### Text
The owner of the San Francisco salon where Nancy Pelosi had her hair done fought back tears as she again denied setting up the House speaker, who she insisted should be the one to apologize to the American people, according to reports.
Erica Kious, owner of eSalon, on Monday released a video of Pelosi walking around her business bare-faced, sparking charges of hypocrisy in light of the lawmaker’s frequent calls to take the coronavirus pandemic seriously.
Kious has said she rents out chairs to independent stylists and claimed she did not leak the video for “political” reasons.
“Hairstylists and other small business owners in San Francisco and elsewhere are doing what they need to do to survive,” Kious said in a virtual news conference Thursday evening, ABC 7 reported.
“The point of releasing this video was to show a woman in a high-risk age group who spends much of her time on TV warning about the dangers of COVID-19, feel safe and comfortable in a San Francisco salon, and can be responsible for being cautious and mindful,” Kious said.

### Problem to work on
Carry on the article about the Pelosi salon video from the point where it stops. The entries that follow come from a separate source and are unrelated to the article about the Pelosi salon video.

### Dataset items
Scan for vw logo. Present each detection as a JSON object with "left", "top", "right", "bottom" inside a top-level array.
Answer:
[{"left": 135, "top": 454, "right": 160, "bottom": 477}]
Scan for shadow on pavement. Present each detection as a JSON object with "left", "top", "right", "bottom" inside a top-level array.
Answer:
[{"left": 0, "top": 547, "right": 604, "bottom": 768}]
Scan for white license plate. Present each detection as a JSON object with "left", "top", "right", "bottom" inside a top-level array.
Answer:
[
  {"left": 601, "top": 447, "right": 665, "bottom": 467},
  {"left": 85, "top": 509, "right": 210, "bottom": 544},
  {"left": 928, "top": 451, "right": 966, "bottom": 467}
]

--

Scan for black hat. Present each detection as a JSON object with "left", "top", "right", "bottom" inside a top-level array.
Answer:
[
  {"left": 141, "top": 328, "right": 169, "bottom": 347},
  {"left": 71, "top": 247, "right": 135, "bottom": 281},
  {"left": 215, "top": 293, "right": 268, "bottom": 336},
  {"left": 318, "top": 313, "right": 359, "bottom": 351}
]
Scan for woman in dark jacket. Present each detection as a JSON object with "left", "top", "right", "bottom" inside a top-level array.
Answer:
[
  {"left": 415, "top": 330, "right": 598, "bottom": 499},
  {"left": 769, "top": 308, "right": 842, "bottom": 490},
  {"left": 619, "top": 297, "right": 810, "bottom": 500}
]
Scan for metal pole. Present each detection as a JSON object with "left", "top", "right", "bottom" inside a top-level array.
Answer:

--

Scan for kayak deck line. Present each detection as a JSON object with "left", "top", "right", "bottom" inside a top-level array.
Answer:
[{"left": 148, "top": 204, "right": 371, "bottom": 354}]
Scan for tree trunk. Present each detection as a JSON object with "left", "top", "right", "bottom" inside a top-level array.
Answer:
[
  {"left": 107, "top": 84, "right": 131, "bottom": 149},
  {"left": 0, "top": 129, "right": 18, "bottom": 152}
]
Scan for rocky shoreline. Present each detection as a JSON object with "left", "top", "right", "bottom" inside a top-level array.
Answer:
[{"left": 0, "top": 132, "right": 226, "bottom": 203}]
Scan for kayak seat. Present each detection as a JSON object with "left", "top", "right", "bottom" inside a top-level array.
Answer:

### Answer box
“Why can’t the rest of San Francisco and the rest of America do that too?” she added.
Kious claimed independent stylist Jonathan Denardo made the arrangements with Pelosi to visit the salon and that she was not involved.
“I understand Mrs. Pelosi says she was set up by me to come into the salon and be filmed,” she said, according to the local CBS affiliate.
“Of course, since I had no contact with Mrs. Pelosi or her team for any of this and Jonathan is the only one they communicated with, if there was a setup, it only could have been Jonathan who orchestrated it,” Kious continued.
“In fact, not only did I not set her up, her assertion that she is a victim and set up is totally false and outrageous,” she added.
Kious said that as independent contractors, stylists are not required to ask her permission, adding that she had received a text from Denardo that he had arranged the appointment.
The owner explained that she decided to release the footage when she saw that Pelosi was not wearing a mask.
“I realized that it is absurd that she felt safe and gets to choose to go to the salon while others are prevented by state and local restrictions from making the same choice,” Kious said.